** START Text block **

A deaf boy in the moment when he hears for the first time features in the cover of Engine In Void, one of the records of The Arch. We are sure that the band has produced the same effect in a lot of people thanks to songs like their amazing “Ribdancer.” We talked with Gerd Van Geel from The Arch, who will be playing at the W-Fest on the 21st of May. They will be the first band of the day: you can’t ask for more!
—How were the beginnings of the band? Some of you were already friends in 1985, right?
—CUVG, Ivan DC and Ian Lambert were getting to know each other in the seventies, at a very young age. We were playing in different obscure bands, from which The Arch emanated in 1985. Mr Pierre joined the band about 13 years ago.
—The band’s first reference was the EP As Quiet As from 1987. It was a bit more rock than the rest of the band’s material. Was The Arch more into rock back then? How did you decide to turn to a more electronic sound?
—The evolution of our music was not (and is not) a conscious process with rational decisions. It just happens. We are slaves of our fantasy. Or to put it in another way: being creative is about realizing the music we hear in our minds. Like a painter, trying to put his visions on a canvas.
—”Babsi ist tod,” the last song from the album, is based on a character from the Christiane F. book (that’s the autography of the person with the same name). She is a friend of the main character Christiane and she died when she was 14. How did you choose to write about this? Did you have similar cases among your acquaintances?

** END Text block **
** START Given data **

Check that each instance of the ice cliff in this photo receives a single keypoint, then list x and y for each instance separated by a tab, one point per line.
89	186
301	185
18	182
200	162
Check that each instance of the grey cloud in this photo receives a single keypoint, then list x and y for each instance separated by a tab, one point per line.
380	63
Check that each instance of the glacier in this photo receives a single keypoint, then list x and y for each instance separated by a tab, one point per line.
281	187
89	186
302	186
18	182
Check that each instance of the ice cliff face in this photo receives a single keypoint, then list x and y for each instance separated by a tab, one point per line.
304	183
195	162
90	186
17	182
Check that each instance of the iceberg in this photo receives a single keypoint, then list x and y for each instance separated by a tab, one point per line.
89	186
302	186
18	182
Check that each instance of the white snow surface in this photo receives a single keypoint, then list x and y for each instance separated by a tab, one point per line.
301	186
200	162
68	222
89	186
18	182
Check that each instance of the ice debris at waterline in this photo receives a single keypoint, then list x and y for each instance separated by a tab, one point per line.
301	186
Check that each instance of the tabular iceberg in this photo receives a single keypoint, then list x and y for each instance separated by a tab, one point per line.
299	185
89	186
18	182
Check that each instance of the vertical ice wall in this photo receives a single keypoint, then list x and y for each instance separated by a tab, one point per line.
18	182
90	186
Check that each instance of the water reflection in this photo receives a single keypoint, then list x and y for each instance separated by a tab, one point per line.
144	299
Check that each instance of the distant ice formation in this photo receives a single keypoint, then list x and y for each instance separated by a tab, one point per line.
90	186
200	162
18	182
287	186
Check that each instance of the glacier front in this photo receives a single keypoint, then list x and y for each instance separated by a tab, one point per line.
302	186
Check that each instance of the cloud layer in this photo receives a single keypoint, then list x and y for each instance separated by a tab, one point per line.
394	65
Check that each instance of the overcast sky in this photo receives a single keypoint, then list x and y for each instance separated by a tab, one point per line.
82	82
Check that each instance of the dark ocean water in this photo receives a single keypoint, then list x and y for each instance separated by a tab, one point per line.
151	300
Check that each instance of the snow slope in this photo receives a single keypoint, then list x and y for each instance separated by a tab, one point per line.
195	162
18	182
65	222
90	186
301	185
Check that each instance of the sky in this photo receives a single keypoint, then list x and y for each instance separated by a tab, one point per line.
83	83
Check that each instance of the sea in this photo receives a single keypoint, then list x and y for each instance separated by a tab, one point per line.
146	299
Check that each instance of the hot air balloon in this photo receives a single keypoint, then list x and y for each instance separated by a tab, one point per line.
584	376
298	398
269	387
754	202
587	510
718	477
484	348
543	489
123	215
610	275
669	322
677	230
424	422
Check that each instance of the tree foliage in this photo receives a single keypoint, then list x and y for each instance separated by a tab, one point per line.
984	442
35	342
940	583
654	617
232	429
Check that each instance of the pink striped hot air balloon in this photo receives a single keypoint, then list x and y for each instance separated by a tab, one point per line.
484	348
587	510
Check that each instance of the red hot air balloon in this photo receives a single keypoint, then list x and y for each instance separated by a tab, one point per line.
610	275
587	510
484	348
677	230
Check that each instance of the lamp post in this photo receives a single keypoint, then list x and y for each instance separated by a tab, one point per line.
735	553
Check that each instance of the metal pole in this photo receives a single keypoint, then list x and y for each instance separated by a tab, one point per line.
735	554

** END Given data **

## Exercises to complete
**1)** Using the interview with The Arch, answer these:
(a) On what date will The Arch play at the W-Fest?
(b) In what year did The Arch emanate from the members' earlier bands?
(c) What was the band's first reference, and from what year was it?
**2)** Rewrite the part of the interview with The Arch starting with "A deaf boy in" and going on through "in 1985, right?", putting "remarkable" in place of "amazing".

## Responses in order
**1)**
(a) The 21st of May.
(b) 1985.
(c) The EP As Quiet As, from 1987.

**2)**
A deaf boy in the moment when he hears for the first time features in the cover of Engine In Void, one of the records of The Arch. We are sure that the band has produced the same effect in a lot of people thanks to songs like their remarkable “Ribdancer.” We talked with Gerd Van Geel from The Arch, who will be playing at the W-Fest on the 21st of May. They will be the first band of the day: you can’t ask for more!
—How were the beginnings of the band? Some of you were already friends in 1985, right?